### SOURCE TEXT
= = =

Tips for Handling Holiday Stress
If you’re feeling stressed this holiday season, you’re most likely not alone. Even during a normal holiday season as families prepare for traditional gatherings and gift exchanges, an increased level of stress is common. This year, COVID-19 and physical distancing have brought new stressors to the 2020 holiday season. Worries about increased COVID-19 cases and its potential impact can be overwhelming, especially among seniors who may find themselves feeling isolated or alone. While this year may be very different from what we’ve experienced in the past, it is possible to find some peace and even joy during this season.
Here are some tips from mental health professionals for ways to cope with stress during this year’s holiday season:
Acknowledge your feelings. Perhaps you’ve lost someone close to you or you can’t be with friends and loved ones, it’s normal to feel sadness and grief. It’s OK to take time to cry or express your feelings. You can’t force yourself to be happy just because it’s the holiday season.
Recognize your holiday triggers. Financial pressures and increased personal demands are two common triggers. Be careful not to fall into unhealthy stress relievers, such as smoking, drinking or eating too much.
Give yourself a break. While doing things for others, don’t forget to take care of yourself. If you feel stress building, take a break – listen to calming music, watch a movie or take a brisk walk to unwind and recharge.
Reach out to your community. If you’re feeling lonely or isolated, seek contact with community or religious groups. Many associations have websites, online support groups, social media sites or virtual events to offer support and companionship.

= = =

### DATA EXTRACTS
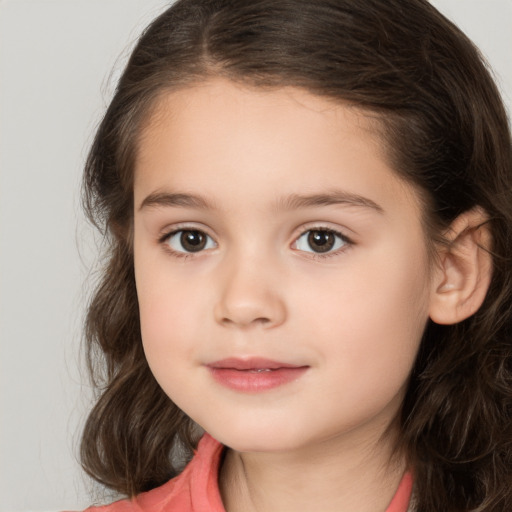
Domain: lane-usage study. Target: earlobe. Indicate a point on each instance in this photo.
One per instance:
(464, 269)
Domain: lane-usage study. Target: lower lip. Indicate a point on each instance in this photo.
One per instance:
(251, 381)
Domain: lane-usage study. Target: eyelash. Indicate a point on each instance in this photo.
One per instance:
(347, 242)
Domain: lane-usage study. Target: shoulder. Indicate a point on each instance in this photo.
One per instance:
(195, 489)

= = =

Carry on the holiday stress article from the point where it stops. The entries have nothing to do with the holiday stress article.

Stick to an agreed upon budget. Before you do your gift shopping, decide how much money you can realistically spend and stick to your budget. Give thoughtful gifts which have a deeper meaning or consider donating to a favorite charity in someone’s name.
Be realistic. The holidays don’t have to be perfect or just like last year. Even though your holiday plans may look and feel different this year, find creative ways to celebrate.
Use technology to your advantage. Call, FaceTime or Zoom with family and friends to keep family rituals going. Set a date and time to make cookies, have a meal, or open presents. In the flurry of holiday activities, remember to savor the time with people you love.
Make time for your health. In the holiday rush of activities, don’t forget to take care of your health. Try to stay on your normal sleep routine, incorporate healthy foods into your diet and get regular exercise – even three 10-minute exercise breaks throughout the day can be beneficial.
Talk to you doctor. If you feel you’re unable to handle the onslaught of holiday stress, reach out to your doctor or health plan provider who can suggest other ways to help you manage unhealthy stress in your life.